BRIEF
Starting from the line containing "In this exercise you will locate the lighthouse window", give again every line through the end of the entries, word for word. Pictures stay out of the copy.

EXTRACTED RECORDS
▼▼▼

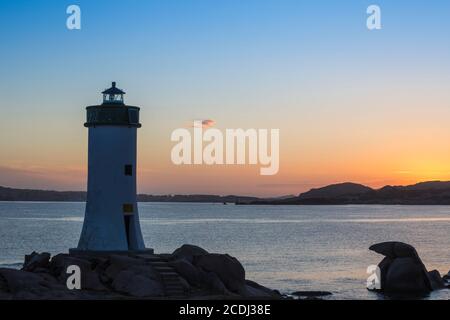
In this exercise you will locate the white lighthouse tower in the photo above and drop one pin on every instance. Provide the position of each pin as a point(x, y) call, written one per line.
point(111, 220)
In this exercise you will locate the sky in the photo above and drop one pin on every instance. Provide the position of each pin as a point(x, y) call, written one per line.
point(351, 104)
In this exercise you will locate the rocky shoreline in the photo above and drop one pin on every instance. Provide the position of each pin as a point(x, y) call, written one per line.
point(190, 272)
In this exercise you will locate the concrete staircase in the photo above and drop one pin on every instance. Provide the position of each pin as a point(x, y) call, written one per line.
point(173, 286)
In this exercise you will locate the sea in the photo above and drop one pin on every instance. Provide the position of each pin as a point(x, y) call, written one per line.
point(288, 248)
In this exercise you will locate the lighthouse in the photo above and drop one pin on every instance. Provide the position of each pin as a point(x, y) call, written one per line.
point(111, 221)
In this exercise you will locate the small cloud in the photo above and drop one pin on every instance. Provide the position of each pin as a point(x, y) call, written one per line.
point(207, 123)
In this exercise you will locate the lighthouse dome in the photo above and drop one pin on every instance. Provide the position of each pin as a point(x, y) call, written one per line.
point(113, 111)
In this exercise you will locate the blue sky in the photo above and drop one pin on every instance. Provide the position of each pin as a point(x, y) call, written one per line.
point(284, 64)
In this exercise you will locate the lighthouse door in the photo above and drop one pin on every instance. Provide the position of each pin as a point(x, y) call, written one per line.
point(127, 215)
point(127, 219)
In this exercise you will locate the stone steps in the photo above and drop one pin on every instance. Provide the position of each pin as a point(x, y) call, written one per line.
point(173, 287)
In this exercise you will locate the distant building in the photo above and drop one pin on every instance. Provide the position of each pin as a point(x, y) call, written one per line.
point(111, 220)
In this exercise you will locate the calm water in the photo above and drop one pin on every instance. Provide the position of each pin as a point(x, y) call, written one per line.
point(289, 248)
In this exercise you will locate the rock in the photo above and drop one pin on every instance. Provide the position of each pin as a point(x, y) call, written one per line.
point(255, 290)
point(447, 276)
point(213, 283)
point(227, 268)
point(25, 283)
point(187, 271)
point(394, 249)
point(60, 263)
point(118, 263)
point(91, 281)
point(188, 252)
point(36, 260)
point(402, 271)
point(436, 281)
point(137, 285)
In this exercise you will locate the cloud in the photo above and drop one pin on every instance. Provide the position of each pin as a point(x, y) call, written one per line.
point(208, 123)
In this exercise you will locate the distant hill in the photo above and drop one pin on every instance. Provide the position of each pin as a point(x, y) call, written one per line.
point(346, 189)
point(424, 193)
point(11, 194)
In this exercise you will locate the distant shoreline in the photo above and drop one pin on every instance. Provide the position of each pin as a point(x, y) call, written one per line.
point(424, 193)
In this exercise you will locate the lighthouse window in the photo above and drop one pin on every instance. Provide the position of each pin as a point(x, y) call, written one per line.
point(127, 208)
point(128, 170)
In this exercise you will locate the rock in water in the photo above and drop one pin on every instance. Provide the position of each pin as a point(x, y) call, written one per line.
point(188, 252)
point(36, 261)
point(227, 268)
point(402, 270)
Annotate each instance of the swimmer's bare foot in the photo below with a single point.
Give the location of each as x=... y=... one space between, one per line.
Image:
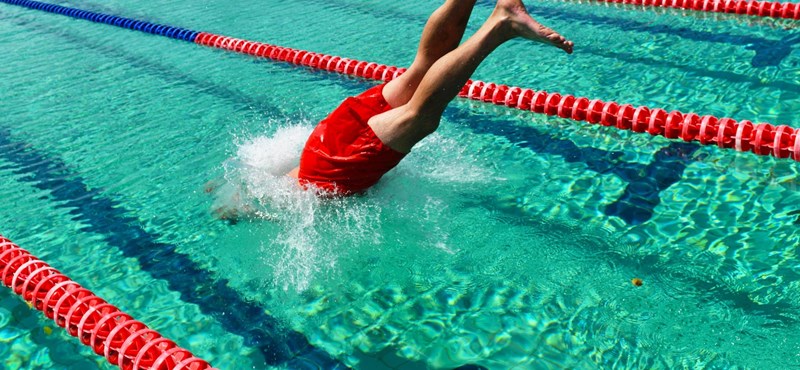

▲▲▲

EXERCISE RESPONSE
In this exercise you will locate the lighthouse window in the photo above and drop one pin on every instance. Provide the position of each pin as a point(x, y) call, written one per line.
point(127, 208)
point(128, 170)
In this exercise you will locate the rock in water in the photo above and drop one pin on every instance. Provide the position of each pin as a point(x, y) call, written one per line.
point(188, 252)
point(36, 261)
point(227, 268)
point(402, 270)
Annotate each instance of the swimmer's bare foot in the photo below with a single point.
Give the location of each as x=... y=... one space between, one per line.
Image:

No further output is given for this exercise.